**Problem statement:**
Print, exactly as they appear in the listing below, the lines from the line with "Query: white building" to the line with "Query: building roof", with both end lines kept.

**Dataset entries:**
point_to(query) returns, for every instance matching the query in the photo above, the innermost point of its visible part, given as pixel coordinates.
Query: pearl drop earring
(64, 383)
---
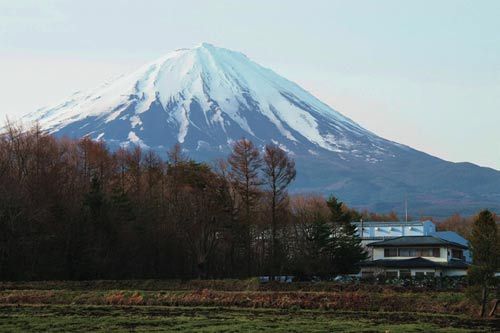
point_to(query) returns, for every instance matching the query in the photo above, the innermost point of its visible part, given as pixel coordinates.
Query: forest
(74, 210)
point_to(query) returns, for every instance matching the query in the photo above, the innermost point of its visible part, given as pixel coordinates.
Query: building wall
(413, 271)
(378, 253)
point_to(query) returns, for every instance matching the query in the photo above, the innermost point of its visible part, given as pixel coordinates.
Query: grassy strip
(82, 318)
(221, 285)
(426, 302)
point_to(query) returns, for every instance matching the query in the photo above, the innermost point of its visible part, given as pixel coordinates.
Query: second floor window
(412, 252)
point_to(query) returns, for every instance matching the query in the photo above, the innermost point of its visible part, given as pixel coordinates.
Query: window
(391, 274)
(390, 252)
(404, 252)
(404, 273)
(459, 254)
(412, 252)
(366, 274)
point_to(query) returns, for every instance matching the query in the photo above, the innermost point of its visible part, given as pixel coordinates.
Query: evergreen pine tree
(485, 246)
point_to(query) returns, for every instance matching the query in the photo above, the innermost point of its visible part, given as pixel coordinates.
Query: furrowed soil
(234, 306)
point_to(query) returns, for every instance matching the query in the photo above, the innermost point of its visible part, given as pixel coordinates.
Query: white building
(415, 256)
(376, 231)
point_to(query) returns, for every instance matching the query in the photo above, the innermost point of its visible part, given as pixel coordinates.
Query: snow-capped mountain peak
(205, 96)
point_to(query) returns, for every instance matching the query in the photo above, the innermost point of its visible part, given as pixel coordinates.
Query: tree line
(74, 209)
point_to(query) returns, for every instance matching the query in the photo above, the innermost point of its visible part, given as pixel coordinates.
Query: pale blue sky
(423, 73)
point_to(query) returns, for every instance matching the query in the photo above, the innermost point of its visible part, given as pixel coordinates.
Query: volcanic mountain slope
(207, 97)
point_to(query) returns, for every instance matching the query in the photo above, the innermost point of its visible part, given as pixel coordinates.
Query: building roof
--
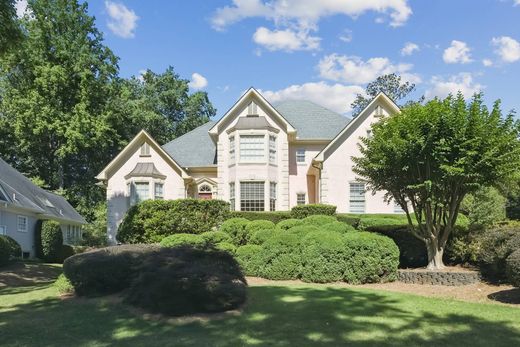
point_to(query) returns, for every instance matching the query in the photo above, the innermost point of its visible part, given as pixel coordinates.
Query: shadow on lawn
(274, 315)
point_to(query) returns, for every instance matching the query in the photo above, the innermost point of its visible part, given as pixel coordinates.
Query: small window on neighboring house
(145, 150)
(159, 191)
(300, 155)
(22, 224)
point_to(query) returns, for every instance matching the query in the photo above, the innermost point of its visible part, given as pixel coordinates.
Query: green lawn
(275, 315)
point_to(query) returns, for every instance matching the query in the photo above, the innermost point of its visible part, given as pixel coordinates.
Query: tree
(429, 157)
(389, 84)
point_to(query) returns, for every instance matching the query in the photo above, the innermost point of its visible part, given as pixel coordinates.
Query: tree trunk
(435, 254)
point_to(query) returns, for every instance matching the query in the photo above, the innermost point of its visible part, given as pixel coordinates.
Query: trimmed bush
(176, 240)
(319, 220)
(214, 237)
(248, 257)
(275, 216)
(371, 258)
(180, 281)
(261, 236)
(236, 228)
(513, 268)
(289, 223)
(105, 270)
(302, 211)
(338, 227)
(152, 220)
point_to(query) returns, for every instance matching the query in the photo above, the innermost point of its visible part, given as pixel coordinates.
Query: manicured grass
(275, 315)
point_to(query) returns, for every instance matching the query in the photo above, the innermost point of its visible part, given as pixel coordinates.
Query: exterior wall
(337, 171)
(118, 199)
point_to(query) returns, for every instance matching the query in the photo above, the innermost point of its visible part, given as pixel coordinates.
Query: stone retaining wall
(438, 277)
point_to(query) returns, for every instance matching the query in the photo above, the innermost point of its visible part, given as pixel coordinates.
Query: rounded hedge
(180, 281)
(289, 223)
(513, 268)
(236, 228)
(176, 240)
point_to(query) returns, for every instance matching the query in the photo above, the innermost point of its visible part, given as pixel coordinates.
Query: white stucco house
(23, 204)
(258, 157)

**Output for this exercise:**
Query: white building
(415, 256)
(376, 231)
point_to(query) returns, for every instance matching the query in the photo above, the innermost point of its visible part, given as pixel coordinates.
Query: snow-capped mountain peak
(205, 96)
point_to(query) returns, for every instance matching the query in the photo above, the innermost point of its visible part, given as pixel coordinates.
Query: tree line
(74, 209)
point_to(query) returns, for every instance matching the query in the photo above, the innermost point of its visible part, given as pixel coordinates.
Query: pale blue sky
(423, 73)
point_to(query) returns, for every instance matching the query in the photo above, the innermost point of its visible part, given as pixel coordinates.
Query: volcanic mountain slope
(207, 97)
point_to(query) returns, for every instance matching the query in the photo above, the innermost point of its visible part, given as pixel coordinates.
Query: building roof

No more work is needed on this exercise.